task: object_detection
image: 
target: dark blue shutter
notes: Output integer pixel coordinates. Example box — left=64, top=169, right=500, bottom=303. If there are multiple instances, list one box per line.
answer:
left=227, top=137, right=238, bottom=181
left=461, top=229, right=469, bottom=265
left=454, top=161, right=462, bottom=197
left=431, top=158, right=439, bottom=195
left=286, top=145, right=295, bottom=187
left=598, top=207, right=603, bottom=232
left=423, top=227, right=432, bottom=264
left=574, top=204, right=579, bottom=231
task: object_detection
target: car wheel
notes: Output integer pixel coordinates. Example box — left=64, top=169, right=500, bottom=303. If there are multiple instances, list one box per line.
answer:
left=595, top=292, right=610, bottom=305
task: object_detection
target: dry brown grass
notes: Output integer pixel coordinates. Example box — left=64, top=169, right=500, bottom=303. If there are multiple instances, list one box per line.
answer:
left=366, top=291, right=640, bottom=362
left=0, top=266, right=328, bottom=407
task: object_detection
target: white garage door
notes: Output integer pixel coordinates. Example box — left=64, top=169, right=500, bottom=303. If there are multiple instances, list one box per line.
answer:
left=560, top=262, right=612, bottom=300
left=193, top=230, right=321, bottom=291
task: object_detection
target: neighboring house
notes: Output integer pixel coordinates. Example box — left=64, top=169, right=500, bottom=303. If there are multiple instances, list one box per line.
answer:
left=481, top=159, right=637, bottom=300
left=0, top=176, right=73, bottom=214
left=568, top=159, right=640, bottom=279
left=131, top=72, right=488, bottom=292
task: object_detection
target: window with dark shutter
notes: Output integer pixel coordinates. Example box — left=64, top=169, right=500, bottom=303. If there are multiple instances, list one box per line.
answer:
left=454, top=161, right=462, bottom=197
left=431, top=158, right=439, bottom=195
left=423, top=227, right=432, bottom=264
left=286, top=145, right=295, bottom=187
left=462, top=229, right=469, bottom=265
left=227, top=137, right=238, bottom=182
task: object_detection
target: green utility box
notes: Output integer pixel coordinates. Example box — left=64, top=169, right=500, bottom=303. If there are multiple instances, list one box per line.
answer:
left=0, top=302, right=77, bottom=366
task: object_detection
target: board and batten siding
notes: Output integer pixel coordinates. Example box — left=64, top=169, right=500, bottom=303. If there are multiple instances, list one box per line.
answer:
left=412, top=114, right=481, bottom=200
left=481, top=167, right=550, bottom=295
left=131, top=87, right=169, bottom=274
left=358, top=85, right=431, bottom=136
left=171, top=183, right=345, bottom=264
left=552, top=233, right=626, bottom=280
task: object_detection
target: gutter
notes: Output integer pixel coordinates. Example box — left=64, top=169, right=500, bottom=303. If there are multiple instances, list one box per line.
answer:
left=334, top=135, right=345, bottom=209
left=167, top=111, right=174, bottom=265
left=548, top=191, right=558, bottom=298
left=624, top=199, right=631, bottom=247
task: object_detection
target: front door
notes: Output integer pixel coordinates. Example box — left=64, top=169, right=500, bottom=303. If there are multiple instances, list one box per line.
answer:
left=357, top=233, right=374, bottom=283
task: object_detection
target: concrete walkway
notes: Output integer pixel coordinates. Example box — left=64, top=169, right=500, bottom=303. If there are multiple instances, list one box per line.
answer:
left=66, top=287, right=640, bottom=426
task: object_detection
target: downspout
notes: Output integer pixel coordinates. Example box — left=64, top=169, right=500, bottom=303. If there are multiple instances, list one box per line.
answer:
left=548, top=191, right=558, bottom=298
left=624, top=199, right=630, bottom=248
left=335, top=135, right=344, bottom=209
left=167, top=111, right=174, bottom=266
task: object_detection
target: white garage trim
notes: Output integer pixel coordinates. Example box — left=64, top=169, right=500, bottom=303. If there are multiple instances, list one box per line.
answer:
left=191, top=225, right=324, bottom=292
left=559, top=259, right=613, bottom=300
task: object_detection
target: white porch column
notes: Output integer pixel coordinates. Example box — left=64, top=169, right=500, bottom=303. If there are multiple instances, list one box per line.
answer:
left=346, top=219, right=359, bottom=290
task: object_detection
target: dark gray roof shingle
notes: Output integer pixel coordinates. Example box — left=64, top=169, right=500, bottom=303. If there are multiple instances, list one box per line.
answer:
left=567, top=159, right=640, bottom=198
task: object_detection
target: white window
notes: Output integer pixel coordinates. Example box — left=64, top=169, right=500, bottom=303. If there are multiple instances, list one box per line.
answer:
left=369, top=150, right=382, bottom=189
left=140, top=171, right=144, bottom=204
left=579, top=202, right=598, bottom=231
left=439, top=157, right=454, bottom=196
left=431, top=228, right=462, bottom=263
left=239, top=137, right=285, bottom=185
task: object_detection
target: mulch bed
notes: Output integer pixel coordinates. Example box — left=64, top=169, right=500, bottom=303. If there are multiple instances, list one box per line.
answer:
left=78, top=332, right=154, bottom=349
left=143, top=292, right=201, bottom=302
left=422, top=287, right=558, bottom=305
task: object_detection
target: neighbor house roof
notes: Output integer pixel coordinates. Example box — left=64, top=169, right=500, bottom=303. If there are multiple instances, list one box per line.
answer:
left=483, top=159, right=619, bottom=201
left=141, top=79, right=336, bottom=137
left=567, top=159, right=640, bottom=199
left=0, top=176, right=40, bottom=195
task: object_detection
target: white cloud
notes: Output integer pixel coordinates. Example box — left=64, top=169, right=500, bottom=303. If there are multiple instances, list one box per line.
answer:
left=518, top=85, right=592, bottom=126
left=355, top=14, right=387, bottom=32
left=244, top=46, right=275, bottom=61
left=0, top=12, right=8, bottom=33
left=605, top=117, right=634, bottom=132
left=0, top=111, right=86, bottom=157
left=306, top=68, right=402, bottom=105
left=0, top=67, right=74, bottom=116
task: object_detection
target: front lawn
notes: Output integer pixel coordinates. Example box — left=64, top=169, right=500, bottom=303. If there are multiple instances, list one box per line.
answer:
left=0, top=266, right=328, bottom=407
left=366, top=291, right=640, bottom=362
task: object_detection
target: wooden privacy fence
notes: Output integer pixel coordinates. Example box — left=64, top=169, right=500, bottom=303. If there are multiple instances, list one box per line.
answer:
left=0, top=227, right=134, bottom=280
=====
**WHAT TO PRODUCE:** Output each entry precisely as given.

**EXERCISE RESULT:**
task: object_detection
image: 
target: dark blue shutter
notes: Output integer pixel coordinates. Example box — left=64, top=169, right=500, bottom=303. If there are multiple instances, list one box per line.
answer:
left=227, top=137, right=238, bottom=181
left=461, top=229, right=469, bottom=265
left=454, top=161, right=462, bottom=197
left=431, top=158, right=439, bottom=195
left=286, top=145, right=295, bottom=187
left=598, top=207, right=603, bottom=232
left=423, top=227, right=432, bottom=264
left=574, top=204, right=579, bottom=231
task: object_detection
target: car wheel
notes: Output integer pixel coordinates. Example box — left=64, top=169, right=500, bottom=303. If there are multiple instances, list one box per line.
answer:
left=595, top=292, right=610, bottom=305
task: object_detection
target: dry brown grass
notes: Output integer pixel coordinates. Example box — left=64, top=169, right=500, bottom=303. If there are multiple instances, list one box per line.
answer:
left=366, top=291, right=640, bottom=362
left=0, top=266, right=328, bottom=407
task: object_detection
target: white garage door
notes: Output integer pixel coordinates. Example box — left=64, top=169, right=500, bottom=303. If there are multiple instances, list one box per line.
answer:
left=560, top=262, right=612, bottom=300
left=193, top=230, right=321, bottom=291
task: object_detection
target: neighboring house
notes: Output integer pixel coordinates. Example box — left=64, top=169, right=500, bottom=303. If there are multiple instances, list one box per line.
answer:
left=481, top=159, right=637, bottom=300
left=0, top=176, right=73, bottom=214
left=568, top=159, right=640, bottom=279
left=131, top=72, right=488, bottom=292
task: object_detection
target: window with dark shutter
notes: Output integer pixel coordinates. Example box — left=64, top=169, right=500, bottom=303. If there are multiple instances, list one box per line.
answer:
left=454, top=161, right=462, bottom=197
left=431, top=158, right=439, bottom=195
left=423, top=227, right=432, bottom=264
left=286, top=145, right=295, bottom=187
left=462, top=229, right=469, bottom=265
left=227, top=137, right=238, bottom=182
task: object_detection
target: green utility box
notes: Output integer pixel coordinates. Example box — left=64, top=169, right=500, bottom=303. If there are multiple instances, list one box per line.
answer:
left=0, top=302, right=77, bottom=366
task: object_detection
target: board and batten siding
notes: Output integer pixel coordinates. Example box — left=64, top=169, right=500, bottom=303. If there are multiple instances, list one box per line.
answer:
left=412, top=114, right=481, bottom=200
left=481, top=167, right=550, bottom=295
left=131, top=87, right=169, bottom=274
left=358, top=85, right=431, bottom=136
left=171, top=183, right=345, bottom=264
left=552, top=233, right=626, bottom=280
task: object_detection
target: gutter
notes: Output integer pixel coordinates. Example box — left=64, top=169, right=500, bottom=303. If there are multiple instances, list one box per line.
answer:
left=334, top=135, right=345, bottom=209
left=167, top=111, right=174, bottom=265
left=548, top=191, right=558, bottom=298
left=624, top=199, right=631, bottom=247
task: object_detection
target: front door
notes: Output integer pixel coordinates. Example box — left=64, top=169, right=500, bottom=303. If there are multiple instances, list one box per line.
answer:
left=357, top=233, right=374, bottom=283
task: object_detection
target: concrete walkway
notes: Output integer pixel coordinates. Example box — left=64, top=169, right=500, bottom=303. If there are multiple instances, list one box per line.
answer:
left=66, top=287, right=640, bottom=426
task: object_detection
target: downspout
notes: Output integer pixel coordinates. Example box — left=64, top=169, right=500, bottom=303. If there are multiple instances, list one box per line.
answer:
left=548, top=191, right=558, bottom=298
left=624, top=199, right=630, bottom=248
left=335, top=135, right=344, bottom=209
left=167, top=111, right=174, bottom=266
task: object_detection
target: white garage trim
notes: Output integer pixel coordinates. Example box — left=64, top=169, right=500, bottom=303. If there are multiple instances, list one box per line.
answer:
left=191, top=225, right=324, bottom=292
left=559, top=259, right=613, bottom=300
task: object_detection
target: white porch column
notes: Output integer pixel coordinates. Example box — left=64, top=169, right=500, bottom=303. If there are multiple instances, list one box per line.
answer:
left=346, top=219, right=359, bottom=290
task: object_detection
target: dark gray roof shingle
notes: Output integer pixel coordinates. Example box — left=64, top=169, right=500, bottom=303. If there are multiple instances, list one box per line.
answer:
left=567, top=159, right=640, bottom=198
task: object_detection
target: white window
notes: Output integer pixel coordinates. Example box — left=64, top=169, right=500, bottom=303. If there are multiple instances, list one box per line.
answer:
left=369, top=150, right=382, bottom=189
left=140, top=171, right=144, bottom=204
left=579, top=202, right=598, bottom=231
left=439, top=157, right=454, bottom=196
left=431, top=228, right=462, bottom=263
left=239, top=137, right=285, bottom=185
task: object_detection
target: mulch bed
notes: Output integer pixel coordinates. Example box — left=64, top=169, right=500, bottom=303. If there are multiple instances, list one box per line.
answer:
left=78, top=332, right=154, bottom=349
left=143, top=292, right=201, bottom=302
left=422, top=287, right=558, bottom=305
task: object_detection
target: neighbor house roof
notes: Output integer pixel coordinates. Example box — left=64, top=169, right=500, bottom=303. If there are multiple instances, list one box per line.
answer:
left=483, top=159, right=619, bottom=201
left=141, top=79, right=336, bottom=137
left=567, top=159, right=640, bottom=199
left=0, top=176, right=40, bottom=195
task: object_detection
target: white cloud
notes: Output integer pixel coordinates. Example box — left=64, top=169, right=500, bottom=303. If there are multiple instances, list one box per line.
answer:
left=518, top=85, right=592, bottom=126
left=355, top=14, right=387, bottom=32
left=244, top=46, right=275, bottom=61
left=0, top=12, right=8, bottom=33
left=605, top=117, right=634, bottom=132
left=0, top=111, right=86, bottom=157
left=306, top=68, right=402, bottom=105
left=0, top=67, right=74, bottom=116
task: object_detection
target: front lawn
notes: Output integer pixel coordinates. Example box — left=64, top=169, right=500, bottom=303. If there are multiple instances, list one box per line.
answer:
left=0, top=266, right=328, bottom=407
left=366, top=291, right=640, bottom=362
task: object_detection
target: wooden privacy fence
notes: Output integer pixel coordinates. Example box — left=64, top=169, right=500, bottom=303. If there are multiple instances, list one box per line.
answer:
left=0, top=227, right=134, bottom=280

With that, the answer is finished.